Qu'il est bon de se réfugier dans le doux cocon réconfortant et parfois idéalisé à l'extrême des 80's pour fuir le marasme de notre époque actuelle ! L'industrie hollywoodienne l'a bien compris en ressuscitant à peu près tous les titres les plus célèbres de ces années glorieuses, même Netflix (où sort ce "Choose or Die") a bâti une grande partie de son image de marque sur "Stranger Things", devenu le parfait modèle de série surfant sur les bonnes vibes des 80's. Mais ce rapport excessif d'un public adulte à la nostalgie de ce qui s'apparente à l'innocence d'un monde révolu et la manière avide dont les studios l'exploitent ne corrompent-ils pas finalement cette "magie" d'autrefois tant recherchée tout en démontrant une incapacité à créer de nouveaux rêves pour les générations actuelles ?


Mine de rien, sous ses airs de banal film de "jeu vidéo qui tue", le film de Toby Meakins fait figure d'un ironique cheval de Troie dans la matrice netflixienne avec ce sous-texte bien plus élaboré qu'il n'y paraît.
Là où "Choose or Die" s'ouvre sur un père de famille au train de vie visiblement aisé et aficionado d'une culture 80's dont il se sert d'échappatoire à son triste quotidien, c'est pour mieux lui faire subir la terrible malédiction que représente cette passion par l'intermédiaire d'un ancien jeu vidéo, le bien nommé "Curser" s'inspirant des premières adaptations vidéoludiques du type "livre dont vous êtes le héros" avec un joueur confronté à une série de choix dans le but d'avancer au sein de son histoire.
Puis, quelques temps après, dans une Amérique dont la société nous est présentée (avec trop d'insistance) comme au bord du gouffre, le jeu maudit va prendre désormais pour cible Kayla, symbole d'une jeunesse abandonnée dans la déliquescence ambiante, à cause d'un ami se rêvant tout comme elle programmeur et passionné notamment par la technologie des années 80. Par l'idée plutôt sympathique de matérialiser les choix meurtriers du jeu dans la réalité, le film va prendre un malin plaisir à se servir des conséquences d'une tragédie qui a touché personnellement Kayla et sa mère pour confronter la première à des niveaux du jeu de plus en plus insurmontables...

**Jeu de lignes**
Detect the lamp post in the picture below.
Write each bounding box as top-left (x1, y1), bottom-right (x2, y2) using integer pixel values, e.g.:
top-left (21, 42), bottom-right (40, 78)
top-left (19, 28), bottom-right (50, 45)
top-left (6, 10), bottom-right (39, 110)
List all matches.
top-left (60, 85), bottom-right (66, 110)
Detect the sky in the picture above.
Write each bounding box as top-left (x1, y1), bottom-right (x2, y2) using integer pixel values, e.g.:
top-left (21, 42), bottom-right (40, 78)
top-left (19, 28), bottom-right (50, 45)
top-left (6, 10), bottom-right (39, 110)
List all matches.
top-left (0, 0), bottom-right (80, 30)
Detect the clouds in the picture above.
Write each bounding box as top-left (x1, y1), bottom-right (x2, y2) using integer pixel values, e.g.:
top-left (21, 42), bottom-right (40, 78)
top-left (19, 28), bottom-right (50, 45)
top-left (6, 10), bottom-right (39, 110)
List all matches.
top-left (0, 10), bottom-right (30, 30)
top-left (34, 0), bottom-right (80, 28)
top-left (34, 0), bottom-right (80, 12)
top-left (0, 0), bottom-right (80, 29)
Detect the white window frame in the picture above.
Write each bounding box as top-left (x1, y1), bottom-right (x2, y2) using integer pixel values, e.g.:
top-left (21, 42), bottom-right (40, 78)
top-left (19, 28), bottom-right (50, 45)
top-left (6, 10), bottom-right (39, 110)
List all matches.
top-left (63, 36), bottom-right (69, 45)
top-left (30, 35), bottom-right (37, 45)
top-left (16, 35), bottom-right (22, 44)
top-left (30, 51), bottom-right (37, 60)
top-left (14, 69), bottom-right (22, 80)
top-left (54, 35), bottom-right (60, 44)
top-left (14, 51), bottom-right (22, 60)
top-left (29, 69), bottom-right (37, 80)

**Travail demandé**
1. D'après l'extrait cité, comment s'appelle le jeu vidéo maudit au cœur de « Choose or Die » ?
2. Relevez tous les titres de film, de série ou de jeu vidéo nommément cités dans l'extrait cité.

**Réponses par consigne**
1. Il s'appelle « Curser ».

2.
- « Choose or Die »
- « Stranger Things »
- « Curser »